### WHAT TO DO
An exact copy of every entry is needed, without any of the pictures.

Start of SUPPLIED RECORDS

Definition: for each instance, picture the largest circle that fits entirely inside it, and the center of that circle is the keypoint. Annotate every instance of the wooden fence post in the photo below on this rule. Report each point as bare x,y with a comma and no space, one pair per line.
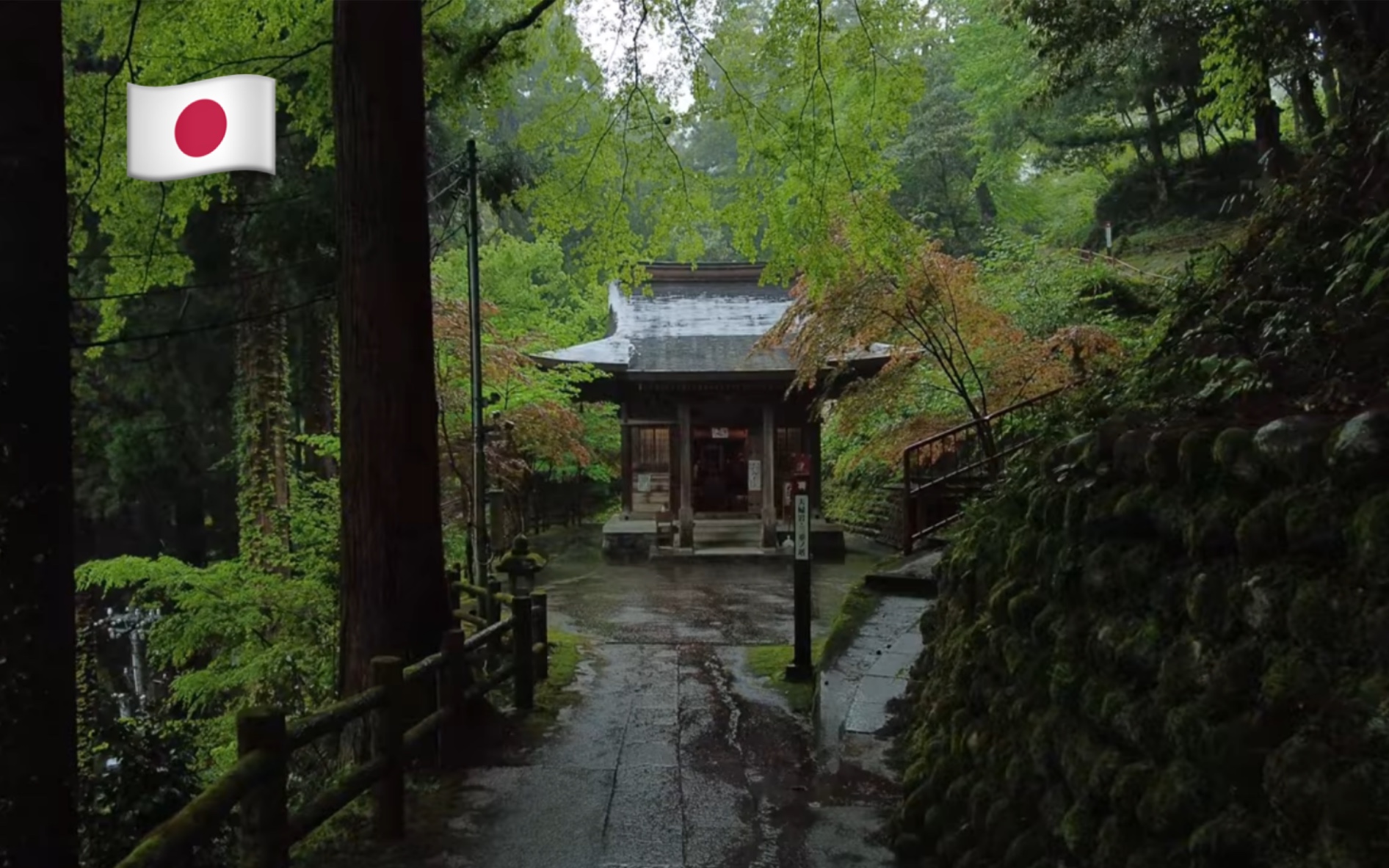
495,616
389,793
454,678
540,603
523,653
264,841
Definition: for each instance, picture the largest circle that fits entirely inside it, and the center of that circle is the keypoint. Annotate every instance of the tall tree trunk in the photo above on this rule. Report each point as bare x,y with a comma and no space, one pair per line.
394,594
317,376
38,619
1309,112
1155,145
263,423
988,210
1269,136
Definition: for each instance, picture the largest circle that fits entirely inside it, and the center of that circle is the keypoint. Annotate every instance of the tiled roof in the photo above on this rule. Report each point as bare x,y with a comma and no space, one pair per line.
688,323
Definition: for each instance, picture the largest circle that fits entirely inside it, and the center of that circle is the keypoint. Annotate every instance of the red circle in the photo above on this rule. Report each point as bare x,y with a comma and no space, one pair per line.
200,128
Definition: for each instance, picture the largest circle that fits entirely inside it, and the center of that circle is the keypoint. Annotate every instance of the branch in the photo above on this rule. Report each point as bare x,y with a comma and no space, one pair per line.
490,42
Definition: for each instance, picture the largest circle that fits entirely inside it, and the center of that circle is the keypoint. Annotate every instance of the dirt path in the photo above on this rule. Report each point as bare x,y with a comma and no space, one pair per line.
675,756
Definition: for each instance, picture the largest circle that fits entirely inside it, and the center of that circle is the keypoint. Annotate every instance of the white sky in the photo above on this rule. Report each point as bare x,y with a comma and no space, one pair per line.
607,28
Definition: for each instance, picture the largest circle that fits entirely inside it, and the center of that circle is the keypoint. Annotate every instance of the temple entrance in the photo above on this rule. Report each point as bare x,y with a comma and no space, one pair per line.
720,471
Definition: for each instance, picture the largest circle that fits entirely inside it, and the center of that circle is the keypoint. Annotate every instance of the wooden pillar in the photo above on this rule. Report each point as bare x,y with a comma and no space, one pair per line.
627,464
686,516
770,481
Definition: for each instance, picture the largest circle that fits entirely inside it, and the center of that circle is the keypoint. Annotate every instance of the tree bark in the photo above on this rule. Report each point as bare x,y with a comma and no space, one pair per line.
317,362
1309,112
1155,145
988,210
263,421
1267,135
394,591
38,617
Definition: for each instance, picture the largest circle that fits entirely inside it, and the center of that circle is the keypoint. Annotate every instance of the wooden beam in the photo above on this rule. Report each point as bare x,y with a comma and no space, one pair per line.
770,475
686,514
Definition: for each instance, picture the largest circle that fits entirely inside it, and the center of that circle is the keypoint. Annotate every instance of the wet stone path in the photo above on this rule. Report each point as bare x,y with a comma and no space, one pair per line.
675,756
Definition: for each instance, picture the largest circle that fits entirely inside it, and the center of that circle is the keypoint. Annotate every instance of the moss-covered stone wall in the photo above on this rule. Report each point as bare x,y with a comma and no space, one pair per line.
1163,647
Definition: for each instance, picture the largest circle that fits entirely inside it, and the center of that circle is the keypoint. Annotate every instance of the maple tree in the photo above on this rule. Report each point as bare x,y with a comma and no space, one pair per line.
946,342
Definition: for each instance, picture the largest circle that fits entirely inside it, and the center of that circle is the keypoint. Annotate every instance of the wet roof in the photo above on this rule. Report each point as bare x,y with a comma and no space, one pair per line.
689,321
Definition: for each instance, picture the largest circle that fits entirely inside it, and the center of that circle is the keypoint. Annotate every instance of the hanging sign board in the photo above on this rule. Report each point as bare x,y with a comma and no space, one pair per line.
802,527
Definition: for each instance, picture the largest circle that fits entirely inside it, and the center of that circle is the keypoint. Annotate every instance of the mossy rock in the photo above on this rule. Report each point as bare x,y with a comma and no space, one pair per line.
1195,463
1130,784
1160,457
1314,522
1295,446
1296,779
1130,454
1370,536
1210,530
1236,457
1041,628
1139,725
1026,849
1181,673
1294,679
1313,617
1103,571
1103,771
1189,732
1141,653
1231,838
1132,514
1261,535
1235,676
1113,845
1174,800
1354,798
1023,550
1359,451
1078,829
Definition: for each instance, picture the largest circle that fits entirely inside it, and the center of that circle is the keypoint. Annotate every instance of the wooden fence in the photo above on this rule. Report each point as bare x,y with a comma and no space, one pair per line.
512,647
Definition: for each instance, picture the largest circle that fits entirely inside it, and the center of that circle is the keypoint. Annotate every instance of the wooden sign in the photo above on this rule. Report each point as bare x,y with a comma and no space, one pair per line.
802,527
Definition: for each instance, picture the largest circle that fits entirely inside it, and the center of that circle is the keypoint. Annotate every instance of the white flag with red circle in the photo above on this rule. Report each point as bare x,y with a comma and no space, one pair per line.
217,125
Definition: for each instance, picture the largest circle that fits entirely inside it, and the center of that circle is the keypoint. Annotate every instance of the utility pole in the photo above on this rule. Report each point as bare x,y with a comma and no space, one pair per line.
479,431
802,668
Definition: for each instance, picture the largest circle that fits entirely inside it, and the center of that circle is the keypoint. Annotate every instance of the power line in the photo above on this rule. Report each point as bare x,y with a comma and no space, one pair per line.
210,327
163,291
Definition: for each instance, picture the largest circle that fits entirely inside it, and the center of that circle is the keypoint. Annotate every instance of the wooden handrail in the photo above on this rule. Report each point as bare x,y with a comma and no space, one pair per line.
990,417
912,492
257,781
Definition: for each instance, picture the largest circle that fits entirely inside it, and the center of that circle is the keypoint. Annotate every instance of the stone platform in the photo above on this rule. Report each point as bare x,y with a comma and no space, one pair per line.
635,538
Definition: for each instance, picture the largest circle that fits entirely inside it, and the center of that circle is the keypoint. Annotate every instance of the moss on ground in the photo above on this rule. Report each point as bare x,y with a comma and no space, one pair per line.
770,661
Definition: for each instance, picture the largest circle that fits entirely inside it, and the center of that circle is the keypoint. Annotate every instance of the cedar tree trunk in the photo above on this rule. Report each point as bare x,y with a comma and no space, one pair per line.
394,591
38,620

End of SUPPLIED RECORDS

### FINISHED EXERCISE
Definition: for each instance, picture the largest circle that fits entirely inside it, and the center of that circle is the keypoint. Annotate every instance of the wooden fence post in the photo below on this rule. Report each point as bare x,y with a comma and no space, one pair per line.
495,616
389,793
454,678
540,603
523,653
264,841
Definition: for each instance, picture the largest circle that fits entirely inside it, and the center of that circle is the keypoint. Annotate every instance of the tall tree trunk in the photo above on this rule. Report each point as bare x,y with a comma and no space, one pair per line.
394,594
317,376
38,619
1309,112
1155,145
263,423
988,210
1269,136
Definition: for each instance, picture the largest circle that fits entirely inside it, and the center of that circle is the keypoint. Annotate every instance of the tiled roof in the photo above on this rule. Report each point as bare x,y with a comma and no space, one pair per line.
688,323
Definition: for each instance, picture the largest circle that fits entirely inside it, and the center of that circle is the keypoint. Annotate every instance of the red circle in the photo above on this rule. Report each point as bare x,y with a comma and no space, one pair per line.
200,128
Definition: for each instance, picture the largest circle that fits entirely inside it, and the center of that circle is the keypoint. Annotate every instance of the branch in the photo above on this rule. Report each point as bare x,y with a comma and no space, one pair per line.
490,42
Definition: for each instance, picture the largest circle that fits entirely inside it, and the center of that circle is the keypoint. Annotate every instance of the dirt path in the photo above on this rule. Report each point as bare x,y with a comma and no space, one pair per line.
675,756
Definition: for each instance, picture the largest circle that fits entirely inside it, and the center of that circle is the keypoint. Annotate every instance of the white sky in the photo above on this rule. Report each point as bare x,y with a comma and no space, one pair per line.
607,28
Definition: for each instance, picture the largest circle that fits entirely inside it, and the center of that circle is the keypoint. Annotate every instance of the temple entrance in the photo above on this rule. Report each point as bare x,y with a comma and no space, one pair per line.
720,471
Definition: for each instance, picture the largest circle that fits entirely inside it, and the center of that circle is the keypoint. Annotate every instance of the wooden pillar in the photo above on this rule. Report each point as bare x,y with a comma and no space, one pair per line.
627,464
686,516
770,481
Definition: for each instance, picture the largest circle that fits entirely inside it, and the center of that circle is the keypoint. Annotate every instance of the tree bark in the photo above on this rule. Report each point as bare x,y with a comma and no space, one pair per line.
317,362
1309,112
1155,145
988,210
263,421
1267,135
394,591
38,617
Definition: for each instance, picture the largest circle that fits entirely inside it, and the center of that circle is the keypoint. Annotate every instance of the wooden beam in the photo above on this rule. Report each point as bare x,y with a comma and no space, one pair per line.
770,475
686,514
Definition: for each instance, picture the largest circle that fits entirely inside it, and the center of that circle is the keypoint. Annotate every instance of the wet stone path in the photo above on this rule. Report each point as bare x,y with a comma and no space, one pair per line.
675,756
Definition: for each instance, picture the largest circle that fits entirely inside it, and the center of that circle is the keypoint. Annotate every instance of the moss-covered stone wall in the photo above on this rule. Report each point as bare x,y with a comma and no space, one pair per line.
1163,647
Definition: for each instance, picture the largest circle that fits entirely inside it, and the center of that circle is the keypoint. Annotate every instance of the maple tree in the photo above on this rule. Report each point as bare x,y with a comma and no space, one pair per line.
946,342
Definition: for each instance, picture the largest circle that fits entirely inside it, and the center of that circle is the keypoint. Annotate every instance of the wet roof in the photo above on this rule. Report each point as bare x,y with a comma and no space, one pair per line.
689,321
Definition: for each instance, picture the largest circle that fits entirely inside it, and the center of that circle is the keypoint. Annotate every instance of the hanging sign board in the photo above on this rule. Report each point as bare x,y with a comma and no space, one pair per line.
802,527
Definition: for each instance, picture the largest circle that fits entirely inside it, and the center of that circle is the keypoint. Annotate every instance of the mossy rock in the photo above on this rule. Report each point as bare x,y with a comma and no space, one pair per line.
1195,463
1130,784
1160,457
1314,522
1295,446
1296,779
1130,454
1370,536
1210,530
1236,457
1041,628
1139,725
1026,849
1181,673
1294,679
1313,617
1103,571
1103,771
1189,732
1141,653
1231,838
1132,514
1261,535
1235,676
1113,845
1174,800
1354,798
1023,550
1359,451
1078,829
Definition: for each instance, picture the largest circle that fits entirely inside it, and the center of that circle is the keypoint. Annotate every instance of the wooden fence in the photo above on this rule. Report each point as bare x,y with a comma and no space, one pair per line.
512,647
Definition: for each instance, picture the largest circle that fits entirely inside it, and the center of that circle is the keypoint. Annotate every instance of the wooden sign in the photo above on this rule. Report each point as bare x,y with a comma and no space, one pair per line.
802,527
Definition: for each instance, picture the largest circle that fits entirely inside it, and the center of that circle is the keypoint. Annotate every instance of the white flag with red circle in the photo above on this rule. Report each point as bare x,y with a comma and no space, one pair per line.
217,125
Definition: for each instance, picture the largest circle that fits entirely inside it, and the center of that circle is the keypoint. Annotate every instance of the utility pole in the photo above on this rule. Report each point as bare x,y with a comma and no space, one pair per line.
479,431
802,668
Definition: for each instance, picture the largest circle that fits entirely inside it, and the center of that circle is the keypoint. Annotate every instance of the power line in the photo above on this rule. Report each point as bare x,y with a comma and no space, one pair per line.
210,327
163,291
Definition: for each instance, picture the largest circle that fits entirely inside it, and the center of that circle is the keypoint. Annotate every instance of the wooden handrail in the photo above on this rule. Report each point as bare x,y with a comma and no space, one pair per line.
990,417
912,492
257,781
Definition: for each instance, picture the largest circle that fits entirely inside it, and the center of that circle is the keypoint. Annotate every instance of the stone platform in the photo above on this rule. Report each point as bare x,y with a comma and no space, one pair per line.
635,538
Definition: for each instance, picture the largest circle that fits entirely inside it, and the center of that circle is the keypoint. Annotate every instance of the moss on ground in the photo above on this rule. Report each point as bare x,y with a comma and no space, one pair per line.
770,661
Definition: for each instance, picture the largest circle that fits entirely inside it, and the center of that circle is the keypoint. Annotate every instance of the cedar tree trunk in the photo above on this rule. Report each point as bare x,y with a comma and no space, one pair per line.
394,591
38,620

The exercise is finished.